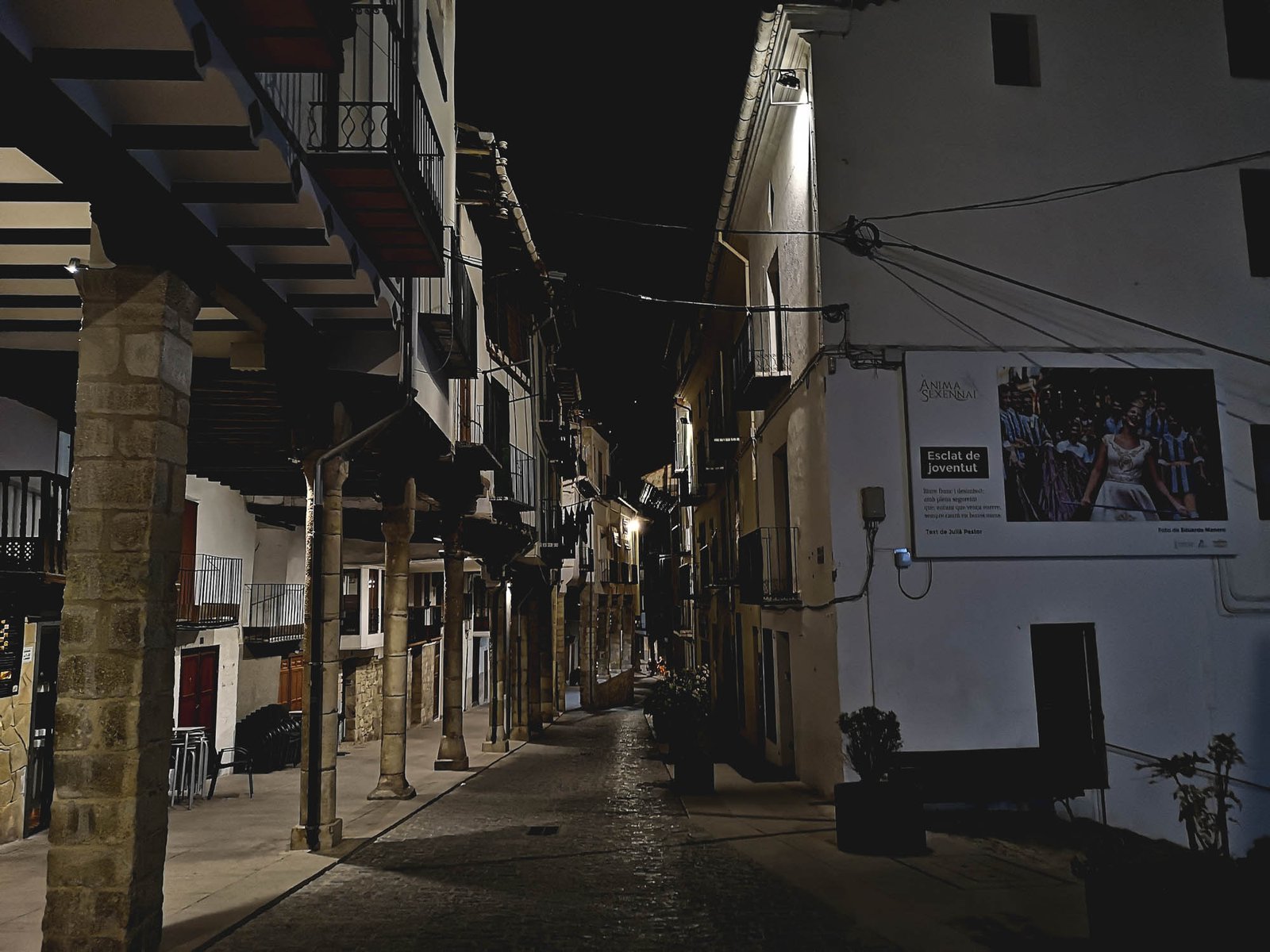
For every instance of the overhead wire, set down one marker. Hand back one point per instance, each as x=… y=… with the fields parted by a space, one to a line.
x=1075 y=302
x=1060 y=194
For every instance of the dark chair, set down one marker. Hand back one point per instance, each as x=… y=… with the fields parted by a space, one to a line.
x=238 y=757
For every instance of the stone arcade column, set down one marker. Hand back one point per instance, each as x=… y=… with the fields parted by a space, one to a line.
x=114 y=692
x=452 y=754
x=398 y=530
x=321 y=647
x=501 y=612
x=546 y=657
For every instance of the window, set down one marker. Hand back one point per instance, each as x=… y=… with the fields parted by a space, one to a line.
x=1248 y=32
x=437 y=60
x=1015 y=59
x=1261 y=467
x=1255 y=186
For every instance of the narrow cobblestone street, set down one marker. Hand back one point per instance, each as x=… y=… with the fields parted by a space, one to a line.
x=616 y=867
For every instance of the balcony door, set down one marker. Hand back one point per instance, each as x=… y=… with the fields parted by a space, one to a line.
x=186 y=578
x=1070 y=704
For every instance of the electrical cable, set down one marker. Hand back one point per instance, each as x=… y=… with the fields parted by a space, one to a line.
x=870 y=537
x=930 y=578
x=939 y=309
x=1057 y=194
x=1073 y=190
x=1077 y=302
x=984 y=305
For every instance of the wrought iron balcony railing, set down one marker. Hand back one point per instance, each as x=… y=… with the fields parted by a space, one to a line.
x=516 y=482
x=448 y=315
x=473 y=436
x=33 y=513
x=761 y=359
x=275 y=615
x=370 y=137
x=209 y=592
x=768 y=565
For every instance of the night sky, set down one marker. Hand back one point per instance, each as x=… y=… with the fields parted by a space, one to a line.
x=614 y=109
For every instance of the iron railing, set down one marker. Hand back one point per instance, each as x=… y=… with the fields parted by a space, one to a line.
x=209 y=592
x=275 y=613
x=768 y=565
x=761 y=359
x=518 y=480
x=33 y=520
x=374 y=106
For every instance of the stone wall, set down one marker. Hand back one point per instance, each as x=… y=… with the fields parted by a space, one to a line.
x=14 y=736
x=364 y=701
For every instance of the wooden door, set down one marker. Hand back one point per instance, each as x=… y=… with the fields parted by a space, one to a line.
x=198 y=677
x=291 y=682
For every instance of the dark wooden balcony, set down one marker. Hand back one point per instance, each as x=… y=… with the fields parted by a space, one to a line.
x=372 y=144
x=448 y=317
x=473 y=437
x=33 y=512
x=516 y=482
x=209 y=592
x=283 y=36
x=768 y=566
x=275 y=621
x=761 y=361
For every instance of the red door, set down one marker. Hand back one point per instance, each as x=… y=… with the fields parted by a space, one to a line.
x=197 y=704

++++++++++

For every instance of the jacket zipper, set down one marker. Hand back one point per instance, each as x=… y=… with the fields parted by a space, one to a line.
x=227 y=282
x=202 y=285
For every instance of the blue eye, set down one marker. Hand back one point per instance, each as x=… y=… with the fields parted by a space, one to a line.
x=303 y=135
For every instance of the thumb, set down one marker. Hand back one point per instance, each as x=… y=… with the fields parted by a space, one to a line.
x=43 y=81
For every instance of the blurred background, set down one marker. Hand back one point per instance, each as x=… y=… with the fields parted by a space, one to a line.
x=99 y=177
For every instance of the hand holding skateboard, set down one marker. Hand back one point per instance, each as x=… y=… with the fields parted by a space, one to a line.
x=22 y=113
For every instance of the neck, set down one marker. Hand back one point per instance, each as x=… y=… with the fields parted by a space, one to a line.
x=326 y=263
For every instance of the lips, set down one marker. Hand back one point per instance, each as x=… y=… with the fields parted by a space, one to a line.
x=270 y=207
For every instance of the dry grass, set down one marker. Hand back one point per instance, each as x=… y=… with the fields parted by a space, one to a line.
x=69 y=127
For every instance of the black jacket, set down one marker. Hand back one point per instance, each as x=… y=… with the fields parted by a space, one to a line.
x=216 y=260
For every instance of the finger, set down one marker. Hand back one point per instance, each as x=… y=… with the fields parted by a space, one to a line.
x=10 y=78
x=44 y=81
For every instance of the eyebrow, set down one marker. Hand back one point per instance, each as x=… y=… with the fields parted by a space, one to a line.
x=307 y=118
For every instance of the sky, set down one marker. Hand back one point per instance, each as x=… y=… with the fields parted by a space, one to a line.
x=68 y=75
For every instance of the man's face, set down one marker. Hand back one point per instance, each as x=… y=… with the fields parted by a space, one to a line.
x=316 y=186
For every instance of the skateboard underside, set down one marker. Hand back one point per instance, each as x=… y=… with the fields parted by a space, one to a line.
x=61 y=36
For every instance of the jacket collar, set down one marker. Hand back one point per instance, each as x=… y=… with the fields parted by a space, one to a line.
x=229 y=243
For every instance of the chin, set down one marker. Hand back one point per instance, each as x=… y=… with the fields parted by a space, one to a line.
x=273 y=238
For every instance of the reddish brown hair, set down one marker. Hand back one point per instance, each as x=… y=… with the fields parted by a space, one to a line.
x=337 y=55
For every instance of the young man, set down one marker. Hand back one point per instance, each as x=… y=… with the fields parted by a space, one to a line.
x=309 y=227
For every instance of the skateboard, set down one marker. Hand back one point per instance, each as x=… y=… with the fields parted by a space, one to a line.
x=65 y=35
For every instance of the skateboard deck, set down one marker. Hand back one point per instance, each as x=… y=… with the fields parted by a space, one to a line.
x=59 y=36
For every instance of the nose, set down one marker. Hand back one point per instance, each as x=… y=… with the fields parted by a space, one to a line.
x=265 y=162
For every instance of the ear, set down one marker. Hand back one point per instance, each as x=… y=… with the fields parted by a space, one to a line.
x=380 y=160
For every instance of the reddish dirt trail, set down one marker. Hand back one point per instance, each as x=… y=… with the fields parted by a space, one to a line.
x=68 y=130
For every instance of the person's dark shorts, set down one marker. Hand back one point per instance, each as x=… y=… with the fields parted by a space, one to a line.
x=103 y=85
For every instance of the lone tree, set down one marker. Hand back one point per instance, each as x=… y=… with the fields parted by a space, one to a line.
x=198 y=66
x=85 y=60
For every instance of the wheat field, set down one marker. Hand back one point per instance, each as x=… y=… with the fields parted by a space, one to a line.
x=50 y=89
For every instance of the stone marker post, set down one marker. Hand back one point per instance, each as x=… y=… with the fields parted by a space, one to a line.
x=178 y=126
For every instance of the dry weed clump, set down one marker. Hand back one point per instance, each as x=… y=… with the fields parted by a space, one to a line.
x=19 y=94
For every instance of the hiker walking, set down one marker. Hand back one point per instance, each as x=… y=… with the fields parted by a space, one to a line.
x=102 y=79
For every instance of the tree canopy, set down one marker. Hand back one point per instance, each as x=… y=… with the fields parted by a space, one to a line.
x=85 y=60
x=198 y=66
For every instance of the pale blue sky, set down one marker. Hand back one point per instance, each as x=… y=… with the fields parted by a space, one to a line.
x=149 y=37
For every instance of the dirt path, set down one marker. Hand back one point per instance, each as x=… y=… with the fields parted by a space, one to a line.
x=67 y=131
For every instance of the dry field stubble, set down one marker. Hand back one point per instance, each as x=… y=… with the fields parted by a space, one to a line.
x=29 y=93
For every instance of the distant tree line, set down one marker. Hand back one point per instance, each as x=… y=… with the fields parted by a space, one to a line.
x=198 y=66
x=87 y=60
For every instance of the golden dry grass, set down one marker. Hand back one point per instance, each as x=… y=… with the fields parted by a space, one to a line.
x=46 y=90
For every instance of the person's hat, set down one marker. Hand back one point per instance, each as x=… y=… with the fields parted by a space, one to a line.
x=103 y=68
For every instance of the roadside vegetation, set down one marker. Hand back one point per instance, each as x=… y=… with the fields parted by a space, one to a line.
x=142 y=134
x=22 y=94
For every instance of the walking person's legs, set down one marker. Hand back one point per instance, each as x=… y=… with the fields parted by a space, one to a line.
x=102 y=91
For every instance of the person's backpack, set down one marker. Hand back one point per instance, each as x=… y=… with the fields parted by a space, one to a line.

++++++++++

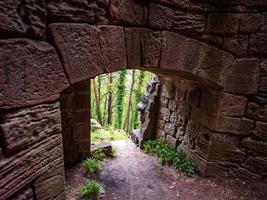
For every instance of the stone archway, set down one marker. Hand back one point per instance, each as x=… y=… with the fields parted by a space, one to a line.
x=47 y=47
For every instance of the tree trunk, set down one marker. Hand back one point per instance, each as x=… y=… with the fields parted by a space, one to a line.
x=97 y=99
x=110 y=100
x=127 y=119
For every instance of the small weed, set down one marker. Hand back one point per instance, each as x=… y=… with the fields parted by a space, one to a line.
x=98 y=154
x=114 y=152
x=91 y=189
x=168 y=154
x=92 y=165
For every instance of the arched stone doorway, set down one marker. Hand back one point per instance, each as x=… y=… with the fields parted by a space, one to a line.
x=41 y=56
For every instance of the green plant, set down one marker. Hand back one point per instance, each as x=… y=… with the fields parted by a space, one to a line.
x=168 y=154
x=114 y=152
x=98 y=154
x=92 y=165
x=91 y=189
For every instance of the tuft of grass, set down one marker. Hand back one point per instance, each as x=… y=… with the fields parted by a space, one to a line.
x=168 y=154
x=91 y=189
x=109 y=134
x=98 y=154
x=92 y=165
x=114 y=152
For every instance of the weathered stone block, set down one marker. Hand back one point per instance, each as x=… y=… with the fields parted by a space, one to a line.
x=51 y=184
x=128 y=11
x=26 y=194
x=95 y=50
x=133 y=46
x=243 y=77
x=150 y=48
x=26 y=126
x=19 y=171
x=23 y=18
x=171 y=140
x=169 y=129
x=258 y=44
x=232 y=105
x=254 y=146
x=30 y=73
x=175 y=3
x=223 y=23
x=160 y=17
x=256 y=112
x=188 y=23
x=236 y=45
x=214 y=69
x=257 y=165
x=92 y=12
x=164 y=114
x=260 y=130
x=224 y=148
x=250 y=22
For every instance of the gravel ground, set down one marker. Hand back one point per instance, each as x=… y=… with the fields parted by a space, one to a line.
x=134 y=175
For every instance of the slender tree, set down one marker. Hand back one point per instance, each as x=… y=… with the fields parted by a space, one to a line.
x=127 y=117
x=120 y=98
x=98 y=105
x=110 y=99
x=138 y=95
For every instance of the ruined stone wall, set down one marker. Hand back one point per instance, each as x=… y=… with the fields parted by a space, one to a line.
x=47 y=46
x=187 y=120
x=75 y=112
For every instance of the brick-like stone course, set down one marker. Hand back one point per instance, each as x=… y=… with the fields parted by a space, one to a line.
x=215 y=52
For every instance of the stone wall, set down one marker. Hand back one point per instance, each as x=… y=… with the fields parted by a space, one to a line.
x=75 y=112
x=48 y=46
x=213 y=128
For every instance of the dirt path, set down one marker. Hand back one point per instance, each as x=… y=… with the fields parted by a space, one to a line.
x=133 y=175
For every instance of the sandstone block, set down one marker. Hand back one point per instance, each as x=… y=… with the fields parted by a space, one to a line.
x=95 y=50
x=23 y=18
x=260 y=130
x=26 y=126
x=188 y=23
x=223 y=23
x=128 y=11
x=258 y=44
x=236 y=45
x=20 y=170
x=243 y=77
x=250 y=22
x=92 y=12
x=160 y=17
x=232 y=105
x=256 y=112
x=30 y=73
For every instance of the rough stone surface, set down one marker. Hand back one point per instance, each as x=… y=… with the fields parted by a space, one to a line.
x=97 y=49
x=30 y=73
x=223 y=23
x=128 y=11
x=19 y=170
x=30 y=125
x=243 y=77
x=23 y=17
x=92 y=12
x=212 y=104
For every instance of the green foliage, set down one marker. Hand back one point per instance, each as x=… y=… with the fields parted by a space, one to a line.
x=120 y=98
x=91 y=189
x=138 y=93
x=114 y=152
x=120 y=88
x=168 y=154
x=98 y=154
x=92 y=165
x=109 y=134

++++++++++

■ WORK INSTRUCTIONS:
Please gather every line from the rows above that contains the word "green" and copy each one out.

■ RESULT OF THE TASK:
For every instance of the green plant, set down one marker. Hand back one point per instance, each as x=… y=… with the fields parted by a space, one to a line.
For every instance of the green foliage, set down one marker. Hand back one point per instance, each as x=… y=… with the fields parted by a space, one to a line.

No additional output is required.